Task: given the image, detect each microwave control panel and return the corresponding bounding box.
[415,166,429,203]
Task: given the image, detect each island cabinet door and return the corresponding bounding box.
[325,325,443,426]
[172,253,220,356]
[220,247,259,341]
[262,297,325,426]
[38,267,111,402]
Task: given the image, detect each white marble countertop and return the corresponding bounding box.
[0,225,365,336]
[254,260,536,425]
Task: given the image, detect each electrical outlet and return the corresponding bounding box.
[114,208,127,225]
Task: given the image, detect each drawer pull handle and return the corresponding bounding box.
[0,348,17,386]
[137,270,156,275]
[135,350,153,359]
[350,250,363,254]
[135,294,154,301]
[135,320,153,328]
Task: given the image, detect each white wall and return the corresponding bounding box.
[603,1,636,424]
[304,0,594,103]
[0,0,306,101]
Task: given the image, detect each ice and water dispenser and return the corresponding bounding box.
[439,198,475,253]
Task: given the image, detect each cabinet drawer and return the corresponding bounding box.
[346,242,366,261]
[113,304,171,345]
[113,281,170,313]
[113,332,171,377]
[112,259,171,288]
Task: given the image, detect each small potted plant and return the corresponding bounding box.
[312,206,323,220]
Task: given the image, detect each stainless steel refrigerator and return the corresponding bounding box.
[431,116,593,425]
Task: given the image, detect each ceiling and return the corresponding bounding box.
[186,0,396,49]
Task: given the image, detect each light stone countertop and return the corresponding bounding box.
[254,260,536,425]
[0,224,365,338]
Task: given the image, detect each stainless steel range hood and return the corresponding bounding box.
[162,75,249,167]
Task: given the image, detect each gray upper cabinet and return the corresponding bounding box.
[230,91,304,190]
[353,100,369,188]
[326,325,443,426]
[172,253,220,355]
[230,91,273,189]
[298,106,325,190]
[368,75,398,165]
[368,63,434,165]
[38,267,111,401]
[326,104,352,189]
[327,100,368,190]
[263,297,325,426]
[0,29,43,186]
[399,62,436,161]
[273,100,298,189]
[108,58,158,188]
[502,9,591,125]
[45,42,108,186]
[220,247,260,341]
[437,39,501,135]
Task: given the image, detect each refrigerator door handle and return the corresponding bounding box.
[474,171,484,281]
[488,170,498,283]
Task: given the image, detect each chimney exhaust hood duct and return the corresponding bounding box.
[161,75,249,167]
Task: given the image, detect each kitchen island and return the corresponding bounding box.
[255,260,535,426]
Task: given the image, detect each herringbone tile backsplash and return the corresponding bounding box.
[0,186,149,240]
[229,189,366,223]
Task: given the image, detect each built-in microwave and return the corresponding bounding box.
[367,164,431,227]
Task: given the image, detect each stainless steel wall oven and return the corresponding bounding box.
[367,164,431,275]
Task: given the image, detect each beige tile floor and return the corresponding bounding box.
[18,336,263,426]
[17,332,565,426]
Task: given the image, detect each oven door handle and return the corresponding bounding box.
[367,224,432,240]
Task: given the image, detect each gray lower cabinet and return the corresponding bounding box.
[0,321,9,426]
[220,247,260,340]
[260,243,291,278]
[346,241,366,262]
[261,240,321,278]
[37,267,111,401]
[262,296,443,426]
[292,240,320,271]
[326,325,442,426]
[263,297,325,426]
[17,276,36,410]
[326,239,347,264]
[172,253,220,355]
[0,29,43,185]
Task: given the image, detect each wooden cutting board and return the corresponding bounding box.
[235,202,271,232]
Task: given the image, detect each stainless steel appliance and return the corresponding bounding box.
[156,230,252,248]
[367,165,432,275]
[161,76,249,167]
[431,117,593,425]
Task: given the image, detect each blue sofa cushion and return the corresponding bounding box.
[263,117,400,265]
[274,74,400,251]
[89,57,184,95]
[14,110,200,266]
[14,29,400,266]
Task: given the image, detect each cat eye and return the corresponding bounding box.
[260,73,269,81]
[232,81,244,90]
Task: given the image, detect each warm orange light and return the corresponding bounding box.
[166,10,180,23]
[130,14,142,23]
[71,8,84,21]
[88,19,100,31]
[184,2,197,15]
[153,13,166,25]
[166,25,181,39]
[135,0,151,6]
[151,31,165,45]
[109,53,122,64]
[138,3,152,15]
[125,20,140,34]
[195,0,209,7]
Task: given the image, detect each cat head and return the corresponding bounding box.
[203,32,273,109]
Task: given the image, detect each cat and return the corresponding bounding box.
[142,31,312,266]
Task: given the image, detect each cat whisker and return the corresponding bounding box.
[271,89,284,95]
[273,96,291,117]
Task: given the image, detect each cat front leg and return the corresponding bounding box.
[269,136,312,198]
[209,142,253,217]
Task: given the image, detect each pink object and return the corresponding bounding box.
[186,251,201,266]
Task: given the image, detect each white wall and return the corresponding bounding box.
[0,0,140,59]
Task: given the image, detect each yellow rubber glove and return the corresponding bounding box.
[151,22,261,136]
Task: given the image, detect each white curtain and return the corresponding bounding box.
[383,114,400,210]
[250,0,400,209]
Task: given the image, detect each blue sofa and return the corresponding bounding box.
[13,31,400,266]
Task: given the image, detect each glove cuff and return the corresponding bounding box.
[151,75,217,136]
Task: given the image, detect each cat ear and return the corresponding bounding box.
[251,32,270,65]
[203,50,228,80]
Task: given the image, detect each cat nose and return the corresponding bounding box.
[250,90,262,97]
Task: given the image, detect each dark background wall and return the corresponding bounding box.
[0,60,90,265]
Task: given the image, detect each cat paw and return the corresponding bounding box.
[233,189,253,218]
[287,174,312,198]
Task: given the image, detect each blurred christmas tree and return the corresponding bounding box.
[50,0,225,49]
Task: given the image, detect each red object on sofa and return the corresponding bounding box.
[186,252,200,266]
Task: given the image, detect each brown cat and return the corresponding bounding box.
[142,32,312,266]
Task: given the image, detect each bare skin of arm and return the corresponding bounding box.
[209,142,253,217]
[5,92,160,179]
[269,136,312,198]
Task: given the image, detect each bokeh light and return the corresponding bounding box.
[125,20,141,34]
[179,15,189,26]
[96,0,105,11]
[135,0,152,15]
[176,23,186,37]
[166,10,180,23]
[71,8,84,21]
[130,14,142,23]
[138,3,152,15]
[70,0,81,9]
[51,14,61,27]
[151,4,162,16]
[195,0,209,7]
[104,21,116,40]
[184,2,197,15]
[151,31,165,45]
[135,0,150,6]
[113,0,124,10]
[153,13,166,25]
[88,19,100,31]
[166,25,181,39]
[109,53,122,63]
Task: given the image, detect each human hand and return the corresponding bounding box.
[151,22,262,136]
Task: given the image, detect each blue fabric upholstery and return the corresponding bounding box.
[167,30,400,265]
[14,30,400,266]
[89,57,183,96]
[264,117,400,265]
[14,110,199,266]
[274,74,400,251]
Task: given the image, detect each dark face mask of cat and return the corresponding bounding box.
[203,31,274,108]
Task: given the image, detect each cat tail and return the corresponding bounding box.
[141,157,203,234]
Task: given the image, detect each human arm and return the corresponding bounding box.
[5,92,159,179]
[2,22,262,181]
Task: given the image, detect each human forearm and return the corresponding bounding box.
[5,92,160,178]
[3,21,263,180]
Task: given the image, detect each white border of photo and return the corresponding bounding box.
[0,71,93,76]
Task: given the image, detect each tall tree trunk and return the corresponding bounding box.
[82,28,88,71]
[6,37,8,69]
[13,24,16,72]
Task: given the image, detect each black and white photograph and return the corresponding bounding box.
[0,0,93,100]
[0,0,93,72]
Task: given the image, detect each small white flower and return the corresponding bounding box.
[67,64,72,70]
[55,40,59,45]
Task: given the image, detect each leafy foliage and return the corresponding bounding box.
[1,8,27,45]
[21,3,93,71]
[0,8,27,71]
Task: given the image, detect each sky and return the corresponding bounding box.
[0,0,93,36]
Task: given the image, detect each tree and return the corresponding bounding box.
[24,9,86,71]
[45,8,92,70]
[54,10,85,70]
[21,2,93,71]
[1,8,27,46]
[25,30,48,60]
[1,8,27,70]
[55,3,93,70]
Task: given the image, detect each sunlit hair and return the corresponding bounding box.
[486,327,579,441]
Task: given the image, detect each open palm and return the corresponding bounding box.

---

## [Your task]
Your answer must consist only of the lines from the one with "Task: given the image, detect each leafy" through the final line of the entries, each retyped exactly.

## [Expected answer]
Task: given the image, detect each leafy foliage and return the corresponding bounding box.
[1,8,27,45]
[21,3,93,71]
[0,8,27,71]
Task: given the image, detect each sky and return the corresponding bounding box.
[0,0,93,36]
Task: given the image, detect each tree and return the corresponding bounding box.
[24,9,86,71]
[45,8,92,70]
[54,10,85,70]
[21,2,93,71]
[1,8,27,46]
[25,30,48,60]
[1,8,27,70]
[55,3,93,70]
Task: given the image, detect each sunlit hair and return the corresponding bounding box.
[486,327,579,441]
Task: given the image, detect each open palm and return the corresponding bounding box.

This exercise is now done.